Reproduce the entries below in full, word for word.
--- DATA FOR THIS EXERCISE ---
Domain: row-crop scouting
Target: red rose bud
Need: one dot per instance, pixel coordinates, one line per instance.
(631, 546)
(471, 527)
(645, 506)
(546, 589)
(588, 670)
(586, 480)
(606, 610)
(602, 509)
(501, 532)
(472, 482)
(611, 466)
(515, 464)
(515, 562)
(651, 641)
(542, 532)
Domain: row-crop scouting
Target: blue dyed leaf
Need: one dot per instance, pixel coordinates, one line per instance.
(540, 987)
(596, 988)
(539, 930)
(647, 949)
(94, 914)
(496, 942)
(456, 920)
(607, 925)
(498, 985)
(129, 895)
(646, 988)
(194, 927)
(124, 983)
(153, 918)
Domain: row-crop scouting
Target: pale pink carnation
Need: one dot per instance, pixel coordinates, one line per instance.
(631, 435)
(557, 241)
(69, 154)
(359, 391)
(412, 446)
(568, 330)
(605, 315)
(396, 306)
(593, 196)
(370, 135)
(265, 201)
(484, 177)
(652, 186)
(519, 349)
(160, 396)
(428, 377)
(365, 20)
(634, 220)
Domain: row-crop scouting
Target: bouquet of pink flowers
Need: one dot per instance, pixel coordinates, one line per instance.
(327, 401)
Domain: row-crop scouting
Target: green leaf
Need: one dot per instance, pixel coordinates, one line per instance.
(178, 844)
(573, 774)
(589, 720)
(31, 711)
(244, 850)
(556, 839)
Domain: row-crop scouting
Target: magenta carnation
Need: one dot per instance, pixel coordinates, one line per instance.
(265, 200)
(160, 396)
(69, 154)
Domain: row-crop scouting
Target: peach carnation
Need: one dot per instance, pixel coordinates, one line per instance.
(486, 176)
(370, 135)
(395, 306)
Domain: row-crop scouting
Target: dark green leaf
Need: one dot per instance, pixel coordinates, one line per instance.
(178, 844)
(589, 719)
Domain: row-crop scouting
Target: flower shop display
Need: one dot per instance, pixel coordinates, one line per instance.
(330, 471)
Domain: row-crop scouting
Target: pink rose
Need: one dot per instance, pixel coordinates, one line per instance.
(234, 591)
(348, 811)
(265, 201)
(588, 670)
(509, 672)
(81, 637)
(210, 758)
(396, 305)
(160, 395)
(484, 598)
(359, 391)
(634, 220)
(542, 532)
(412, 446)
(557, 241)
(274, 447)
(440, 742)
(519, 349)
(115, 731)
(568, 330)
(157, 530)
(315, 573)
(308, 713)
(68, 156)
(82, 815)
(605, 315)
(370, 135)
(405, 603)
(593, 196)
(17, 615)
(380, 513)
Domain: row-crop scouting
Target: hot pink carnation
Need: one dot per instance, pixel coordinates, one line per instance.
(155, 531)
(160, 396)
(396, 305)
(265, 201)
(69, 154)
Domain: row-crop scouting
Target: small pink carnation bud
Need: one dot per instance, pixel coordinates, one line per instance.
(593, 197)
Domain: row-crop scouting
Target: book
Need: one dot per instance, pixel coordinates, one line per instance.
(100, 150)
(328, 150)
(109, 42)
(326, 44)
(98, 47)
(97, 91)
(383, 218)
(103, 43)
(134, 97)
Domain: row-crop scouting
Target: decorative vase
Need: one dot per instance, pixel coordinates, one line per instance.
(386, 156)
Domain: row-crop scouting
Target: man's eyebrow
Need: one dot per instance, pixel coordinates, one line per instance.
---
• SOLUTION FOR THIS TASK
Domain: row-crop scouting
Target: red rose bud
Need: one dot per instance, pixel coordinates, one line per instance.
(631, 546)
(471, 527)
(645, 506)
(546, 589)
(588, 670)
(586, 480)
(606, 610)
(602, 509)
(501, 532)
(472, 482)
(611, 466)
(515, 464)
(515, 562)
(651, 641)
(542, 532)
Domain: row-crop scouting
Target: blue dyed leaf
Need: one dot per instance, pixel coordinates, one line per instance.
(540, 987)
(596, 988)
(539, 930)
(647, 949)
(94, 914)
(496, 942)
(456, 920)
(607, 925)
(498, 985)
(129, 895)
(646, 988)
(194, 927)
(124, 983)
(153, 918)
Domain: row-crop scouting
Target: pale pink carnation
Need: one dot per instance, pixel coordinates, one line per instance.
(631, 435)
(557, 241)
(69, 154)
(359, 391)
(412, 446)
(568, 330)
(605, 315)
(396, 306)
(593, 196)
(370, 135)
(265, 201)
(484, 177)
(652, 186)
(519, 349)
(160, 396)
(428, 377)
(365, 20)
(634, 220)
Domain: row-crop scouting
Target: bouquet of pink flowers
Need: one dot per instance, pixel coordinates, one line per instance.
(327, 401)
Domain: row-crop scouting
Target: green leaf
Need: one dot per instance, pixel coordinates, one line per instance.
(178, 844)
(573, 774)
(589, 720)
(31, 711)
(244, 850)
(556, 839)
Domain: row-crop scouting
Target: magenta carnation
Need: one dot per instance, pixel coordinates, one line per instance.
(265, 200)
(160, 396)
(69, 154)
Domain: row-crop scouting
Target: peach carnation
Need: one dot per instance, pixel coordinates, one line per instance.
(486, 176)
(370, 135)
(395, 306)
Domain: row-crop scouting
Target: dark green leaf
Need: one dot per instance, pixel coordinates, one line per instance.
(178, 844)
(589, 719)
Domain: row-crop scouting
Target: flower shop display
Need: one dot per instance, pixel coordinates, one line per instance.
(330, 471)
Domain: row-crop scouting
Target: pink rose
Need: one dot per instance, pixel coordinates, one line per instance.
(234, 591)
(348, 811)
(265, 201)
(588, 670)
(509, 672)
(81, 637)
(210, 758)
(396, 305)
(160, 395)
(484, 598)
(359, 391)
(634, 220)
(542, 532)
(412, 446)
(557, 241)
(274, 447)
(440, 742)
(519, 349)
(115, 731)
(568, 330)
(157, 530)
(315, 573)
(308, 713)
(68, 156)
(82, 815)
(605, 315)
(370, 135)
(405, 603)
(593, 196)
(17, 615)
(380, 513)
Domain: row-crop scouting
Target: hot pink carnation
Need: one dot per instance, pixel coordinates, one line per instance.
(155, 531)
(160, 396)
(396, 305)
(265, 201)
(69, 154)
Domain: row-crop scouting
Target: small pink carnation bud
Need: one dot per instance, pixel coordinates, one line per instance.
(593, 197)
Domain: row-crop scouting
Target: book
Need: one dot per instance, pixel coordinates, one line per instance.
(100, 150)
(328, 150)
(109, 42)
(326, 44)
(98, 47)
(97, 91)
(383, 218)
(103, 43)
(134, 97)
Domain: row-crop scouting
Target: decorative vase
Need: one dot per instance, pixel coordinates, one line per instance.
(386, 156)
Domain: row-crop scouting
Target: man's eyebrow
Need: one dot per instance, pixel coordinates, one line per instance.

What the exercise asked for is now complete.